→ **What to produce**
Set the listing down again in full, word for word, with the pictures left out.

[[ Supplied records, beginning ]]

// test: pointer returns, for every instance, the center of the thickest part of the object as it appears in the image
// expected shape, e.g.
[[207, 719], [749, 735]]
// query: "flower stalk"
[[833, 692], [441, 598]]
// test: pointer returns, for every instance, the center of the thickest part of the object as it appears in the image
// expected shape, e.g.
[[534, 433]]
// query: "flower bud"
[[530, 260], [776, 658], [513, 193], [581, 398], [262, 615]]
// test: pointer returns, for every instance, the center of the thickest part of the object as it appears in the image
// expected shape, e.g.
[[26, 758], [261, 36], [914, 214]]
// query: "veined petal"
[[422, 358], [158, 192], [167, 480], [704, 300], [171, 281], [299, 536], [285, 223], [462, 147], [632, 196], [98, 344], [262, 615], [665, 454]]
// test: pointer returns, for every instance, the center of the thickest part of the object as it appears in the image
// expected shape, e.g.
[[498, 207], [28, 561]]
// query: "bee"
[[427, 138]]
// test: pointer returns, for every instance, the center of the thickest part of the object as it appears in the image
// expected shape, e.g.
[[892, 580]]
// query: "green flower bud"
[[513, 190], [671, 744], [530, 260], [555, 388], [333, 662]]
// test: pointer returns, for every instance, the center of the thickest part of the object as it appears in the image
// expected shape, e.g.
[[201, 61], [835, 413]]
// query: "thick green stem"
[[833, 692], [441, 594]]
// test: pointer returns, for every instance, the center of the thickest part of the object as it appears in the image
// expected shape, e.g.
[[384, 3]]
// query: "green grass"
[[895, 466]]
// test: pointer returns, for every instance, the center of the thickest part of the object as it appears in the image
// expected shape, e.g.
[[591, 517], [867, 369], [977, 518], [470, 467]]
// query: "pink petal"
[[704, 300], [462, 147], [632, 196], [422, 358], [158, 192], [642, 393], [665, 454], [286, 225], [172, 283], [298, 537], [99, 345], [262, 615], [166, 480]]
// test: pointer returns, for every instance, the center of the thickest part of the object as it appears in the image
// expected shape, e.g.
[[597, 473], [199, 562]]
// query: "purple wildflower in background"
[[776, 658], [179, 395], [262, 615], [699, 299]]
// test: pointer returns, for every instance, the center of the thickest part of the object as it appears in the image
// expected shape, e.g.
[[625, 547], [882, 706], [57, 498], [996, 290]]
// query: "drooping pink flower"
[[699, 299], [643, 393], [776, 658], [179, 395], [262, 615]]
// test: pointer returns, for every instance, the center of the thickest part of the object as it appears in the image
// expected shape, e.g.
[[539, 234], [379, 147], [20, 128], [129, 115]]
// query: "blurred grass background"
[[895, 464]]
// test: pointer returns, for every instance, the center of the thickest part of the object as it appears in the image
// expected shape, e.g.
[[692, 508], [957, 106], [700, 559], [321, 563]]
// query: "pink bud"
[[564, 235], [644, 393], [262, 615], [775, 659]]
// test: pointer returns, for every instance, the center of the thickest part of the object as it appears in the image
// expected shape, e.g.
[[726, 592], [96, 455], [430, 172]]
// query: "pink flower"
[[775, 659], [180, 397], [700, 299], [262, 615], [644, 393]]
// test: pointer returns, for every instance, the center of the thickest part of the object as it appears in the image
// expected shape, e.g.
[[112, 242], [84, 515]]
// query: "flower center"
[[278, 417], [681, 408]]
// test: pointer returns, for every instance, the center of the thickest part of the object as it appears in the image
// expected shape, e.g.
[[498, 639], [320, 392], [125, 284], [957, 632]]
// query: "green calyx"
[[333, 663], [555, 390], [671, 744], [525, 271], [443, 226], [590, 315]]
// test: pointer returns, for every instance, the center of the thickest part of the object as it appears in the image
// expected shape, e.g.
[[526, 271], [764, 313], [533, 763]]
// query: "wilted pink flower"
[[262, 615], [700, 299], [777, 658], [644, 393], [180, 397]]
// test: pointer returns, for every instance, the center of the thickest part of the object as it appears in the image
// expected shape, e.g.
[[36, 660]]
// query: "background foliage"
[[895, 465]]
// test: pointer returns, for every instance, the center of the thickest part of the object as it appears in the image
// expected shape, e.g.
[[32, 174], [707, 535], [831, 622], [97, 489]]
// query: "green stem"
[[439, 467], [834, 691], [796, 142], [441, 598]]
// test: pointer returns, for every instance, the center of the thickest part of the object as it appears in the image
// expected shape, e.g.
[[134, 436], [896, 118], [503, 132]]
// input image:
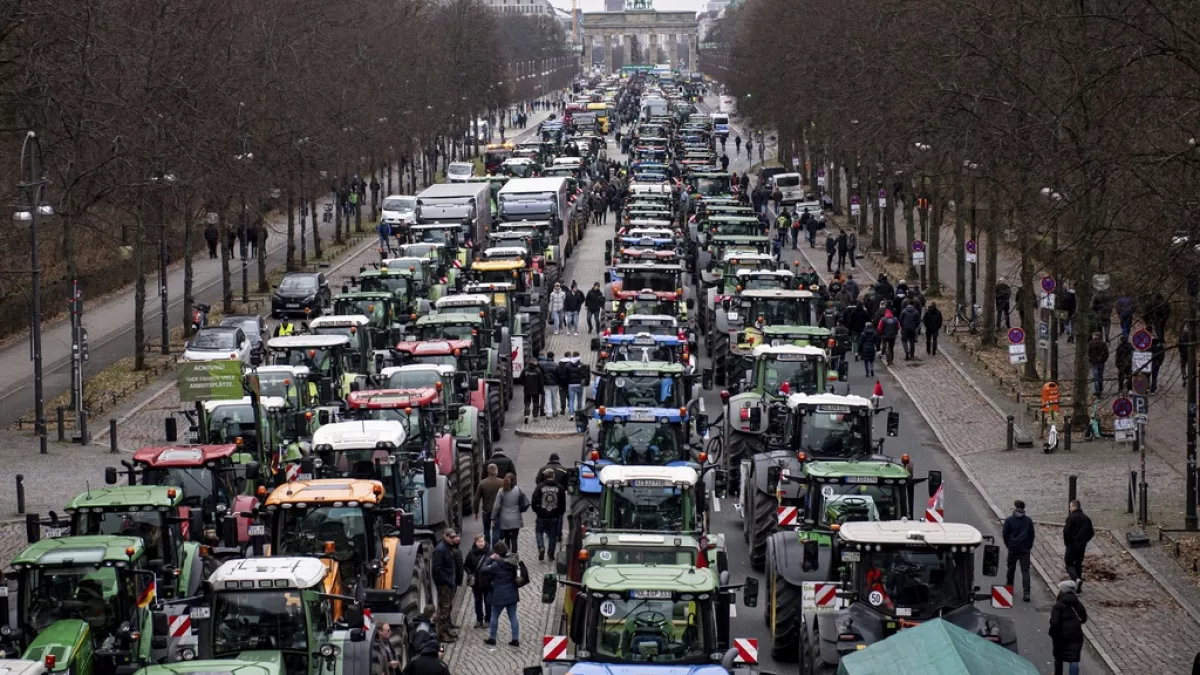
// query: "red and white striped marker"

[[ Supplied records, end ]]

→ **Response area**
// test: pointer returns, for every instance, the center of the thickest part of the object as it appears in the image
// expected shape, e.g.
[[207, 719], [749, 735]]
// query: "flower stalk"
[[833, 692], [441, 598]]
// test: pointer returns, for every instance, the center of the thickest part of the object as it appears in the image
// expected shape, e.g.
[[534, 433]]
// query: "flower bud"
[[530, 260], [776, 658], [513, 193], [581, 398], [262, 615]]
// test: pointer returns, for every instance, the center of the thickest part of the object as it appears in the image
// expected shape, e.g.
[[26, 758], [261, 36], [914, 214]]
// query: "veined petal"
[[422, 358], [158, 192], [167, 480], [704, 300], [171, 281], [299, 536], [285, 223], [462, 147], [632, 196], [98, 344], [262, 615], [665, 454]]
// test: pointer returns, for every instance, the center of the thickest part of the object as it appears in the image
// expected shape, e.g.
[[498, 207], [28, 561]]
// query: "bee"
[[427, 138]]
// test: pointer returns, for every instance, the center of the thickest part of the object as it appears in the image
// expected shape, e.g.
[[892, 580]]
// query: "green flower bud"
[[513, 190], [671, 744], [530, 260], [555, 388], [333, 662]]
// test: pointer returns, for every instance, the center of the thickest part of the object as it appears in the image
// expected shape, e.g.
[[201, 61], [835, 413]]
// query: "thick green stem"
[[833, 692], [441, 594]]
// test: pointer returns, for every instance, the center of the thickest part of the object as it appears in the image
// expected shape, e.g.
[[384, 3]]
// query: "green grass"
[[895, 466]]
// test: pointer returns, for every instance, the center of the thickest part of the object as it appears in the image
// expected shape, e.g.
[[591, 517], [867, 369], [977, 518], [470, 467]]
// query: "pink petal"
[[704, 300], [462, 147], [632, 196], [422, 358], [158, 192], [642, 393], [665, 454], [286, 225], [172, 283], [298, 537], [99, 345], [262, 615], [166, 480]]
// test: pointer returns, for every instance, the center of the thickest part of the object as it appears in the image
// expected shape, e.g.
[[597, 473], [199, 562]]
// query: "purple wildflower in background"
[[776, 658], [179, 395], [262, 615], [699, 299]]
// test: pointer returns, for every instance, the center of the thickest part of the object as it appears in the image
// expected shape, e.g.
[[625, 547], [882, 706], [57, 498], [996, 290]]
// query: "drooping pink flower"
[[699, 299], [643, 393], [776, 658], [179, 395], [262, 615]]
// test: pointer returns, for every instance, the center of the thickest part of the object as it appears in the image
// expected shape, e.g.
[[539, 234], [379, 147], [20, 128], [129, 115]]
// query: "blurred grass background"
[[895, 464]]
// test: pointer returns, for every instance, the center of the thickest part of the object as it appears in the image
// expected shape, e.g.
[[692, 508], [957, 106], [700, 559], [321, 563]]
// query: "pink bud"
[[564, 235], [644, 393], [262, 615], [775, 659]]
// test: pointer returns, for every instance, the center of the thickest part of the object as it appears in the image
// expected shape, e.g.
[[726, 592], [96, 455], [430, 172]]
// query: "pink flower"
[[775, 659], [180, 397], [700, 299], [262, 615], [644, 393]]
// test: pointer returns, for every instance, the center of the thickest part of the object as it appears in the image
// expected shape, e.g.
[[112, 242], [84, 515]]
// query: "flower center"
[[278, 417], [681, 408]]
// test: pointer returns, for every instance, the center of the thickest part of the object as it appears in the image
// expected shape, e.g.
[[498, 639], [320, 392], [125, 284], [957, 632]]
// query: "green calyx"
[[333, 663], [555, 390], [671, 744], [525, 271], [443, 226], [590, 315]]
// test: pointer returns, for every instance, the center of the thickest part of the object as it appears in the image
// expected shape, e.g.
[[526, 271], [764, 313], [533, 763]]
// query: "wilted pink flower"
[[262, 615], [700, 299], [777, 658], [644, 393], [180, 397]]
// test: pointer returns, for every instance, the center of the thickest part of the object as it appears in the image
// expected shape, e.g.
[[36, 660]]
// query: "background foliage"
[[895, 465]]
// test: pointer returns, for every instance, the center of the thickest part of the object as it appears in the image
// expected shape, e.g.
[[32, 174], [707, 535], [831, 622], [97, 489]]
// query: "green stem"
[[439, 467], [834, 691], [796, 142], [441, 598]]
// test: pointer returns, for every instance, the center of the thickest part of the object as it appears in the image
// expected shape, e.g.
[[134, 436], [896, 118], [503, 132]]
// input image:
// query: "red and white striped marker"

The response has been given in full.